» EXCERPTED PASSAGE:
- Born: 1953 Belgrade, SFR Yugoslavia
- Disappeared: 23 September 1992 (aged 38–39)
- Citizenship: Yugoslav
- Spouse: Snežana Lero
- Relatives: Džej Ramadanovski
- Imprisoned at: Belgrade Central Prison, Italy

= Džamba =

Romani Yugoslavian gangster, disappeared 1992

Iso Lero, known by his nickname Džamba, was a Romani Yugoslavian gangster based in Belgrade, Serbia. He was called "the Don of Dorćol". He disappeared on 23 September 1992 after having received a beating from several members of the Serb Volunteer Guard paramilitary near the Beograđanka building.

== Early life ==
Džamba was born in an ethnic Romani family in 1953. He grew up on Dobračina Street in the Belgrade neighborhood of Dorćol where his family shared a yard with Džamba's maternal cousin, singer Džej Ramadanovski.

== Criminal career ==
Džamba began his criminal career in his youth. He was jailed at the Central Prison in 1976 for purse snatching and fighting at a bus station in Belgrade. While in prison, Džamba memorized the Criminal Code and offered legal advice to other inmates. In prison, he was often severely beaten up by the Central Prison guards due to his rebellious nature. Džamba was often violent towards rapists and homosexuals.

During the 1970s and 1980s, he, as many Yugoslav criminals, committed crimes in Italy, Germany and France, but not in Yugoslavia. At first in conflict with Đorđe Božović "Giška", they became friends while imprisoned in Italy. He was a close associate of Aleksandar "Knele" Knežević, underboss in the Voždovac gang.

Džamba owned a detective firm called "Karmen". On several occasions, he led goon squads engaged in breaking up labor strikes in several firms.

» SUPPLIED DATA:

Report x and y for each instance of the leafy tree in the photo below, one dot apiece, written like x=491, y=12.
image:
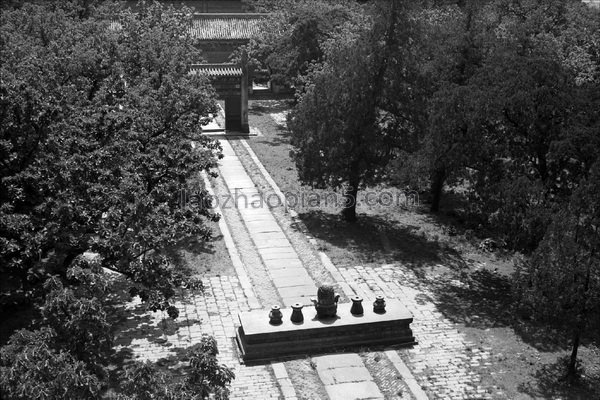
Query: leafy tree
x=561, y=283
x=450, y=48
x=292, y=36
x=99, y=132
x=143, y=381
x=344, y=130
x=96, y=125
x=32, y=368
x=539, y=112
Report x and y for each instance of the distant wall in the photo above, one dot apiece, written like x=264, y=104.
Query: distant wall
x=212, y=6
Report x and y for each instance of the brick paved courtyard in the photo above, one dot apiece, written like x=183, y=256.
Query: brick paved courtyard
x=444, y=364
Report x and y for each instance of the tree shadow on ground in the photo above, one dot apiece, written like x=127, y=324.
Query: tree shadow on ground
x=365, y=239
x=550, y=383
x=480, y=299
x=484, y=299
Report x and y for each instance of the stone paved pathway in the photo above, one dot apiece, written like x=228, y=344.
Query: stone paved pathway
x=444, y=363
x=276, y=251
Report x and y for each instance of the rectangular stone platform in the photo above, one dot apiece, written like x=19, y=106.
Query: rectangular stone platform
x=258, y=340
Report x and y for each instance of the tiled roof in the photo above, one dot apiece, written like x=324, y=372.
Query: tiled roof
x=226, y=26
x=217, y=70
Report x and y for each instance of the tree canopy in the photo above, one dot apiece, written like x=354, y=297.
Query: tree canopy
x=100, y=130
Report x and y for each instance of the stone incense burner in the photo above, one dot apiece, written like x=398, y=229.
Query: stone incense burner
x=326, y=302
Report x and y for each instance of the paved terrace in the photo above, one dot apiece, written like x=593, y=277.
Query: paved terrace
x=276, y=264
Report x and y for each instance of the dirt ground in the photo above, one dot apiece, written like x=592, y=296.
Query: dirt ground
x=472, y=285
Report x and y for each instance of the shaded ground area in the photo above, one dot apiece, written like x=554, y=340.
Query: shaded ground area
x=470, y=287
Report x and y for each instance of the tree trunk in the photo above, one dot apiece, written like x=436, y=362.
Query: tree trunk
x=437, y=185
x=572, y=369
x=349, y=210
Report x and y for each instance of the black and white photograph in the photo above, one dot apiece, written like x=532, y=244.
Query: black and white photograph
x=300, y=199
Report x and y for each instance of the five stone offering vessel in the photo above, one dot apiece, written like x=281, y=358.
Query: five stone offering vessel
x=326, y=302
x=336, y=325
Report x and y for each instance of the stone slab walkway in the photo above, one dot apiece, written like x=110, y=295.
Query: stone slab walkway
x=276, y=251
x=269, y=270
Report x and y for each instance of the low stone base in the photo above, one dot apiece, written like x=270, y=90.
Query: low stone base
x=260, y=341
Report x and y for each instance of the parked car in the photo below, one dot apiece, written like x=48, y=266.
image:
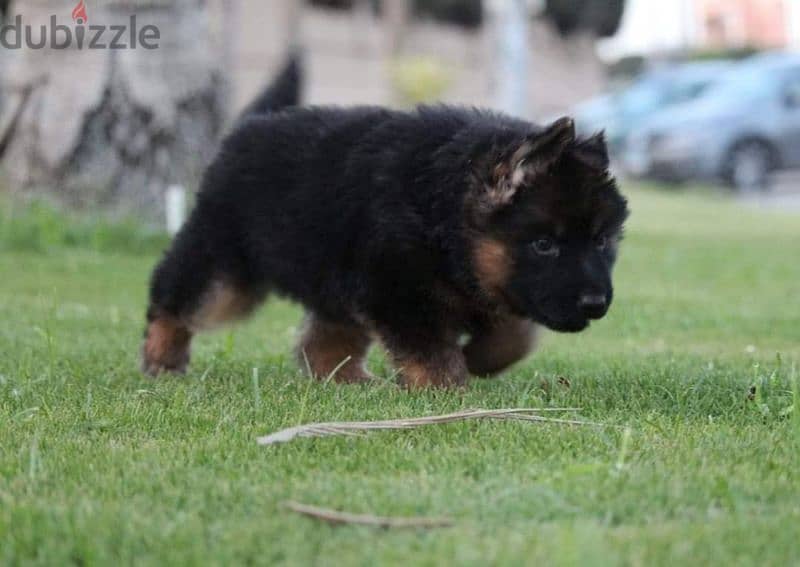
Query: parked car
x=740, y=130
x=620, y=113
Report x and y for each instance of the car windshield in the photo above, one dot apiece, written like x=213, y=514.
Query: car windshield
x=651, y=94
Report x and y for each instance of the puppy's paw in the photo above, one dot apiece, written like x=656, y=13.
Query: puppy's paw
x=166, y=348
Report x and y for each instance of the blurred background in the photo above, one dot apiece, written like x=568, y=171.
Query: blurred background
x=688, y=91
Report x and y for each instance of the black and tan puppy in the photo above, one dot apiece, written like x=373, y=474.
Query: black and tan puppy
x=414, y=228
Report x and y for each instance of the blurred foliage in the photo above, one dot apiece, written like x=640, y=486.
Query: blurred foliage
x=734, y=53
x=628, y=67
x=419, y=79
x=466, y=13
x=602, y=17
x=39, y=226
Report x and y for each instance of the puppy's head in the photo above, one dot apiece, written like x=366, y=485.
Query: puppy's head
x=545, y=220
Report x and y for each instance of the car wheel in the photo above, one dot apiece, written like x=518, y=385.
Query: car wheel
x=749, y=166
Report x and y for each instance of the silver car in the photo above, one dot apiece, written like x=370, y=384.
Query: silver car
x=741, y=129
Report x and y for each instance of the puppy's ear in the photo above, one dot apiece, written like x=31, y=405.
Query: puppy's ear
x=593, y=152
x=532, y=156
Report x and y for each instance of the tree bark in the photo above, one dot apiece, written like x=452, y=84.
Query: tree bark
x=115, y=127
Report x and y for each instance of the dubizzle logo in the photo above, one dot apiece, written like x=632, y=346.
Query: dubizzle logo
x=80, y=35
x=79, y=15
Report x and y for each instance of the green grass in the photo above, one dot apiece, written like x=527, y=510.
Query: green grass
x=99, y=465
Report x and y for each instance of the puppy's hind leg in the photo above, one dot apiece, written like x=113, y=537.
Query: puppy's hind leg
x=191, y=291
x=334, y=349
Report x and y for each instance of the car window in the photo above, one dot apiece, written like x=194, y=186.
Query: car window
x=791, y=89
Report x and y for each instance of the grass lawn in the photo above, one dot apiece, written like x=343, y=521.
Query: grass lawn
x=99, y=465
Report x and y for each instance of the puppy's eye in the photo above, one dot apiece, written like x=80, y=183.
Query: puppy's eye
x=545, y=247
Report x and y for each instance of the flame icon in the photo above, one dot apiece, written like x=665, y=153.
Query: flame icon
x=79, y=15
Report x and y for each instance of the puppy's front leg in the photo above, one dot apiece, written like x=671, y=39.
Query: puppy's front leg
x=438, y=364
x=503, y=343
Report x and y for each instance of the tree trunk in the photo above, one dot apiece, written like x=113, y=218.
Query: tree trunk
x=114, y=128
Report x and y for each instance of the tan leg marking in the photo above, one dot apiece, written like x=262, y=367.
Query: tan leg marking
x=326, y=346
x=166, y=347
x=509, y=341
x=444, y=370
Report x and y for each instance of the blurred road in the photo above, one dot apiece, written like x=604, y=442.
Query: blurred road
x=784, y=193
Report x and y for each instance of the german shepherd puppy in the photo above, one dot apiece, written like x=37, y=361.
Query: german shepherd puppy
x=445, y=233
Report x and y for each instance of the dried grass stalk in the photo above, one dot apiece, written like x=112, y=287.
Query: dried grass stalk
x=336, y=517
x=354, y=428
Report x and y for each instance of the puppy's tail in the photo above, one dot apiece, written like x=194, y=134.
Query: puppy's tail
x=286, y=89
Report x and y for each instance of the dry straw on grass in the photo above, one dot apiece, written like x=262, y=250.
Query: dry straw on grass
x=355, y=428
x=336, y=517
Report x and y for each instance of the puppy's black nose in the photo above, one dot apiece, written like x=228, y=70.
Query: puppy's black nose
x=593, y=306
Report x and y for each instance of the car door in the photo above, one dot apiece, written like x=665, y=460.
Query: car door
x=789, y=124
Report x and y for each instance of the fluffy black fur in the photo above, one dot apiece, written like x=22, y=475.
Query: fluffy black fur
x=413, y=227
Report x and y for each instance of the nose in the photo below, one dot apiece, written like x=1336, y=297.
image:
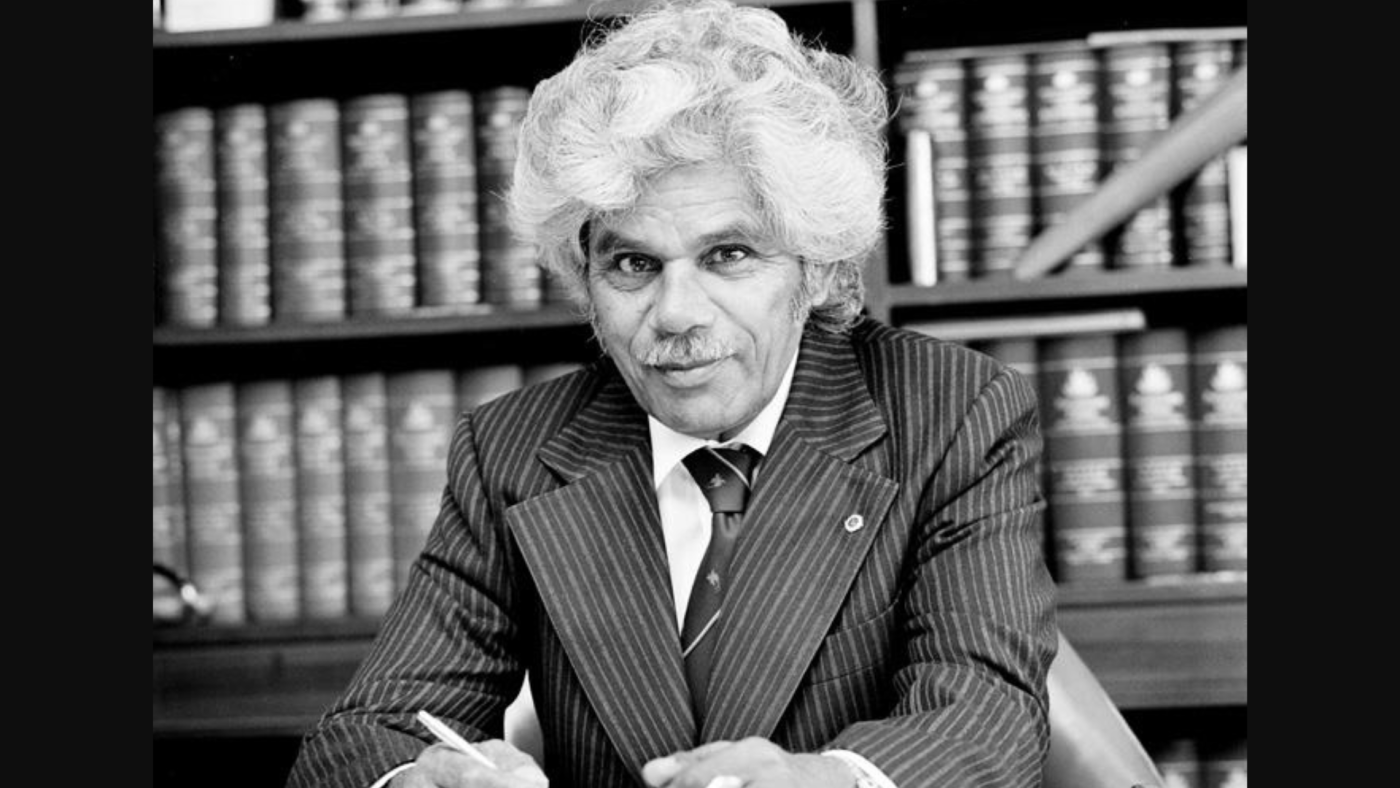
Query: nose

» OBJECTIVE: Extend the article about the Belgrade gangster Džamba, which appears above the listing, by writing what comes next after its last sentence.

» EXPECTED ANSWER:
== Disappearance ==
Džamba disappeared on 23 September 1992 at the age of 39 after being beaten up by casino security headed by Vukašin Gojak, a member of the Serb Volunteer Guard paramilitary. Gojak was guarding the casino on the 6th floor of the Beograđanka building. According to Gojak, Džamba tried to enter the casino drunk and without a ticket, and brandished a firearm at one of the guards when he was denied access. Gojak claimed to not know of his whereabouts after casino security had him removed from the building.

According to Džamba's wife Snežana Lero, a group of the Serb Volunteer Guard and Delije beat Džamba unconscious before driving him off to their camp in Erdut and burying his body there. Campaigning for the 1993 election, politician Vojislav Šešelj claimed Arkan had planned the murder, and that he was in contact with an eyewitness. Allegedly, Arkan and Džamba had a falling out in March 1992 when Džamba accidentally shot a framed picture of Arkan in the restaurant Zona Zamfirova.

According to the Foreign Broadcast Information Service, Džamba belonged to a string of murdered criminals from Serbia who all had one thing in common, namely a lack of "good backing" in the police. The man accused of his murder, Vukašin Gojak, was shot and killed by a sniper in the neighborhood of Kosutnjak on 13 September 1997. Džamba's killer was never found.
== Songwriting ==
In an interview given to Politika, Džamba's cousin Džej Ramadanovski stated that Džamba wrote the lyrics of two songs he later recorded and published. One was "Teško je živeti" from album "Zar ja da ti brišem suze" and the other was "Žuta ruža/To je žena mojih snova" published on his album "1,2".

==See also==
- List of people who disappeared mysteriously (2000–present)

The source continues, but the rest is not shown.